• Aufgabe 1
Wie tief ist das Fertigteichbecken, das laut Quellenauszug gekauft wurde?
• Aufgabe 2
Fassen Sie den Quellenauszug in drei Sätzen zusammen.

• Quellenauszug
● ● ●

# Neuling und viele Fragen!



## heike74 (11. Mai 2010)

_Guten Morgen,
ich habe gerade Euer schönes Forum gefunden und hoffe hier Antworten auf meine Fragen zu bekommen!Ich heiße Heike bin 35 Jahre alt und lebe im Berliner Umland mit meinem Mann und meinen 7 Kindern,nebst Hund und Katze! Nun habe ich  im Zuge der weiteren Gartenplanung ein 1000liter großes Fertigteichbecken gekauft! Es ist 80 cm tief und hat eine umlaufende Sumpfzone! Ich möchte das Becken gerne der Kinder wegen als Hochteich anlegen!Dachte ich grabe nur ca. 20 cm tief darein kommt Sand und Becken !Umrandet werden soll es mit Mutterboden von denen wir noch mehrere Tonnen haben!Das ganze soll dann mit Feldsteinen und Pflanzen eingefaßt werden! Läßt sich das so machen? Brauche ich unbedingt Filter bzw. Pumpen? Ist ein Überlauf von nöten und wenn ja was muß ich dafür machen???
Würde mich über Antworten freuen!
Liebe Grüße Heike_


----------



## hoboo34 (11. Mai 2010)

*AW: Neuling und viele Fragen!*

Moin Heike. Willkommen im "Club". 

...Was soll denn in deinen Teich rein ? Fischlein ? Wo liegt der denn (Sonne, Schatten).

Hattu Bildchen


----------



## sprinter616 (11. Mai 2010)

*AW: Neuling und viele Fragen!*

Hallo Heike und herzlich willkommen!!!

● ● ●

• Datenauszug

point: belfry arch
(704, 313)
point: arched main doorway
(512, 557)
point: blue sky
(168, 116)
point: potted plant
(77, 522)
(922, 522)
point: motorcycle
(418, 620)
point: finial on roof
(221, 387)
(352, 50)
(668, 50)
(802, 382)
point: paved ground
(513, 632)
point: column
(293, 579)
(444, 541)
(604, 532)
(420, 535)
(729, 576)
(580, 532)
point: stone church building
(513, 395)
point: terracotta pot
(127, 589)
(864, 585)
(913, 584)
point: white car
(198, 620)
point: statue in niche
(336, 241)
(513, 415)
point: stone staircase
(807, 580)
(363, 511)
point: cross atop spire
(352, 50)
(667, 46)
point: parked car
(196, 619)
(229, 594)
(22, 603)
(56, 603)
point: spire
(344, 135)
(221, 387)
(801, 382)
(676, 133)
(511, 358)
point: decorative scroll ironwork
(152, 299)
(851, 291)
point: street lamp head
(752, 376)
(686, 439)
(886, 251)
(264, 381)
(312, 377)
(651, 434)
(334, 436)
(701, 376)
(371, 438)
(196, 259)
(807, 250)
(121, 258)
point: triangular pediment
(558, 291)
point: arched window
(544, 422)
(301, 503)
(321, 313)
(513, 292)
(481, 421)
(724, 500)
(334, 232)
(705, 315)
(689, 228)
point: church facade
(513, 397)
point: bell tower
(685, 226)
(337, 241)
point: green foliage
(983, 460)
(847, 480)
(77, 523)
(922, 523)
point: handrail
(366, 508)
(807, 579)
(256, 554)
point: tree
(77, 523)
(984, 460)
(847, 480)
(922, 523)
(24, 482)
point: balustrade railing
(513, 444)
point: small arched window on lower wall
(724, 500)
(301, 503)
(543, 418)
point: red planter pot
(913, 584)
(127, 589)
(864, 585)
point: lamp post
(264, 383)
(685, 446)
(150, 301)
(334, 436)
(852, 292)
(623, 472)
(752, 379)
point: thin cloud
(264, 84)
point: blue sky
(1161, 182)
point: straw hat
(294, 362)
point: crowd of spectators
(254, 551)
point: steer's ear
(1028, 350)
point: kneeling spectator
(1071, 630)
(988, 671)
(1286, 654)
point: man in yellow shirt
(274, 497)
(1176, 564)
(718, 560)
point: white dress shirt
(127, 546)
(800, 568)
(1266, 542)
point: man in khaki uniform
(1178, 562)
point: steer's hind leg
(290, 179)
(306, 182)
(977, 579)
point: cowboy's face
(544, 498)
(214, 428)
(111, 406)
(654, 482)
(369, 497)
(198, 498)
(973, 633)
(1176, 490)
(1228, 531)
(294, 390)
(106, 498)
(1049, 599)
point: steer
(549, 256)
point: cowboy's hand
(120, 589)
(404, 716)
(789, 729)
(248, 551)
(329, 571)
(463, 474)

● ● ●

• Endgültige Antwort 1
Das Becken ist 80 cm tief.

• Endgültige Antwort 2
Heike lebt im Berliner Umland und hat ein 1000 Liter großes, 80 cm tiefes Fertigteichbecken mit umlaufender Sumpfzone gekauft, das der Kinder wegen als Hochteich angelegt werden soll. Gefragt wird, ob sich der Plan mit Sand, Mutterboden, Feldsteinen und Pflanzen so umsetzen lässt und ob Filter, Pumpen oder ein Überlauf nötig sind. In den Antworten wird Heike begrüßt und gefragt, was in den Teich soll, ob dort Fische leben sollen, ob er in Sonne oder Schatten liegt und ob es Bilder gibt.